Work to complete - Set down exactly the lines that run from the line with "target | green fence" to the end of the data, and nothing else.

Items from a dataset -
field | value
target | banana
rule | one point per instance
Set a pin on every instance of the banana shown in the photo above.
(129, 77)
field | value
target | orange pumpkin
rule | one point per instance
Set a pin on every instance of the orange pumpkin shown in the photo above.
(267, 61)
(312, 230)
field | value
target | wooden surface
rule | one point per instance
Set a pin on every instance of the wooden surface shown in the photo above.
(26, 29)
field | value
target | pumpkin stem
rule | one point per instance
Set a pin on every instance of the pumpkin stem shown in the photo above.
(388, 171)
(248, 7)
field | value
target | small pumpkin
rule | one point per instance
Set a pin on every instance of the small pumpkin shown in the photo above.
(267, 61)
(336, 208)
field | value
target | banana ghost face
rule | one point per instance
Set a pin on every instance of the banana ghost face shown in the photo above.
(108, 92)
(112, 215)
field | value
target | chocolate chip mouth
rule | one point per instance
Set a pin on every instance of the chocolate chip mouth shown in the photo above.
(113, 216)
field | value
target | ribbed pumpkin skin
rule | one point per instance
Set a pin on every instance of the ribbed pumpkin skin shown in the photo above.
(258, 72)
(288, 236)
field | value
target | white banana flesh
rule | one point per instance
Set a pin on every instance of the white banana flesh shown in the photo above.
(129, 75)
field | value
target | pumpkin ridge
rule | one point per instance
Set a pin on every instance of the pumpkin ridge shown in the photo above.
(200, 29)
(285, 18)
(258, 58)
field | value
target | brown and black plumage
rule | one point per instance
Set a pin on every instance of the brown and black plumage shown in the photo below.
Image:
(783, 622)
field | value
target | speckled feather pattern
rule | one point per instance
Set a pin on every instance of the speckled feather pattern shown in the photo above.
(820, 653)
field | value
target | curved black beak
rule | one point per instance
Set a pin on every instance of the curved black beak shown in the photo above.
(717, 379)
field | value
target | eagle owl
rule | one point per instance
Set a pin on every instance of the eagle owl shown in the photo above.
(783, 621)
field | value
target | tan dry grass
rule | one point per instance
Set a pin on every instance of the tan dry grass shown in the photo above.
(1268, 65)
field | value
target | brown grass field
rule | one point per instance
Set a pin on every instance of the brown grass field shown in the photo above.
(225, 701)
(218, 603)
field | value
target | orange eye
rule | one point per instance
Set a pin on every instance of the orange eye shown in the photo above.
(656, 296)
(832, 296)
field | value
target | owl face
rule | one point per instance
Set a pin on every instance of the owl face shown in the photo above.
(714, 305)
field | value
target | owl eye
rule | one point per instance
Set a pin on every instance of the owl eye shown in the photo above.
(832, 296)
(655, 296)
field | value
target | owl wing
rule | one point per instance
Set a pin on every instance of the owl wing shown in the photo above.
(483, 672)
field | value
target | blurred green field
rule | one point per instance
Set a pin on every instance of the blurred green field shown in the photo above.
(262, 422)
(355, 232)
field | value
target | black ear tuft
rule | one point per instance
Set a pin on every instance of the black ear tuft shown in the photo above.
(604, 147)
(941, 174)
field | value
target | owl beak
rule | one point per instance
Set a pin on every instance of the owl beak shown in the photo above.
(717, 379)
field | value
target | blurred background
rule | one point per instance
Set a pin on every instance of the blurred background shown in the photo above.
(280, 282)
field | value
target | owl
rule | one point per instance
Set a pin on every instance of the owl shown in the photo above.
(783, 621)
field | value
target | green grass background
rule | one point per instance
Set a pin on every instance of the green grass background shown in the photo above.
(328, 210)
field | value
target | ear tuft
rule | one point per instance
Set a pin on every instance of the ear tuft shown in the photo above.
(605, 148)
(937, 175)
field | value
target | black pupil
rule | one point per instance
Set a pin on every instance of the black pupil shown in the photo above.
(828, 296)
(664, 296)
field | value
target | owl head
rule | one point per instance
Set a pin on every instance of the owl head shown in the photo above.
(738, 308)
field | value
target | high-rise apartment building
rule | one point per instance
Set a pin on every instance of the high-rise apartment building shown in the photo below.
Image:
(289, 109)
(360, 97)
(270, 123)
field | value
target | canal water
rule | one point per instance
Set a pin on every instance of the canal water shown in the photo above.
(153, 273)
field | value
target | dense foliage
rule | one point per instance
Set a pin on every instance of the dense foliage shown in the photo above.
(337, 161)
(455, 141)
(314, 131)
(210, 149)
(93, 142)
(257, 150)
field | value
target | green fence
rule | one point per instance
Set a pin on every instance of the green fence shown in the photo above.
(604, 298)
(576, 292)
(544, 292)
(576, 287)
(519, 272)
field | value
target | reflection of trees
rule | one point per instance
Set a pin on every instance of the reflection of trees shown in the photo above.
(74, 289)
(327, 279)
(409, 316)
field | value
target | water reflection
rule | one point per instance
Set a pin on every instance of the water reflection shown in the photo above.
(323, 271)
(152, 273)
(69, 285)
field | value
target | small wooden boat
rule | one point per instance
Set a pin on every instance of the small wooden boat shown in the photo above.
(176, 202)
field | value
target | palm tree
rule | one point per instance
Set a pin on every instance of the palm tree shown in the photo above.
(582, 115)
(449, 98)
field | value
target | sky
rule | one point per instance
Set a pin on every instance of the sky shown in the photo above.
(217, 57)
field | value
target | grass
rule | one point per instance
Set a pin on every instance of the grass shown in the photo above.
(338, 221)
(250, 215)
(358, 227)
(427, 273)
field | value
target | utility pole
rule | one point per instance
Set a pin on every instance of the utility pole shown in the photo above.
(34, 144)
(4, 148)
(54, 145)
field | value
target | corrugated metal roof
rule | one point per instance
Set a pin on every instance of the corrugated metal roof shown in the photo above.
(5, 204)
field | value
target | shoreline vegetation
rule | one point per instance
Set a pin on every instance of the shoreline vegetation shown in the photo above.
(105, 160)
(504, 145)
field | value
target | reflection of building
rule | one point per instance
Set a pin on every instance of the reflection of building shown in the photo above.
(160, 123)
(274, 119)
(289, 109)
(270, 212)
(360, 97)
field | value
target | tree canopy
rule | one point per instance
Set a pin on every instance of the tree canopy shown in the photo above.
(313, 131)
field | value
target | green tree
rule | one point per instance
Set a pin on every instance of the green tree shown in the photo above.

Response -
target | green fence
rule | one point per instance
Set a pin on every instance of the green fence shown in the photo above.
(604, 298)
(576, 292)
(544, 292)
(576, 287)
(519, 272)
field | value
target | reflection of trees
rule | one point per instance
Set a pin on every instance of the reflection of trees shown in the photo above.
(74, 289)
(327, 279)
(409, 316)
field | value
target | water reflection
rule | one point per instance
Set a pin on every instance of the water reflection shown in the photo above.
(323, 271)
(152, 273)
(69, 285)
field | value
target | small wooden boat
rule | one point per instance
Set a pin on every instance of the small wooden boat shown in the photo above.
(176, 202)
field | value
target | palm tree
rule | one point per instance
Set a pin on every instance of the palm tree shown in the photo above.
(582, 115)
(449, 98)
field | value
target | sky
rule | one point per instance
Set a pin on every instance of the sky shown in the photo above.
(217, 57)
field | value
target | grass
rule | one point per instance
Set a pin on every instance of the grass shown in the photo above.
(338, 221)
(250, 215)
(358, 227)
(427, 273)
field | value
target | utility pole
rule | one point per instance
Set a pin on every instance of the utility pole shown in the photo above.
(34, 144)
(4, 148)
(54, 145)
field | value
target | corrugated metal roof
rule | one point per instance
Set a pin on every instance of the corrugated metal roof shown in the photo above.
(5, 204)
field | value
target | shoreline vegetation
rule | one point per instance
Set a pin on every instance of the shoreline vegetation shown in the photo above.
(105, 160)
(504, 145)
field | value
target | reflection of building
rule | one point per instance
Set a pin on every instance of the reflection of building shown in the photo above.
(160, 123)
(274, 119)
(289, 109)
(270, 212)
(360, 97)
field | value
target | tree canopy
rule | one point per instance
Set a pin on every instance of the tree canopy shown in the photo above.
(313, 131)
field | value
target | green tree
rule | one point per instance
Set a pin on every instance of the green tree shown in the photo above.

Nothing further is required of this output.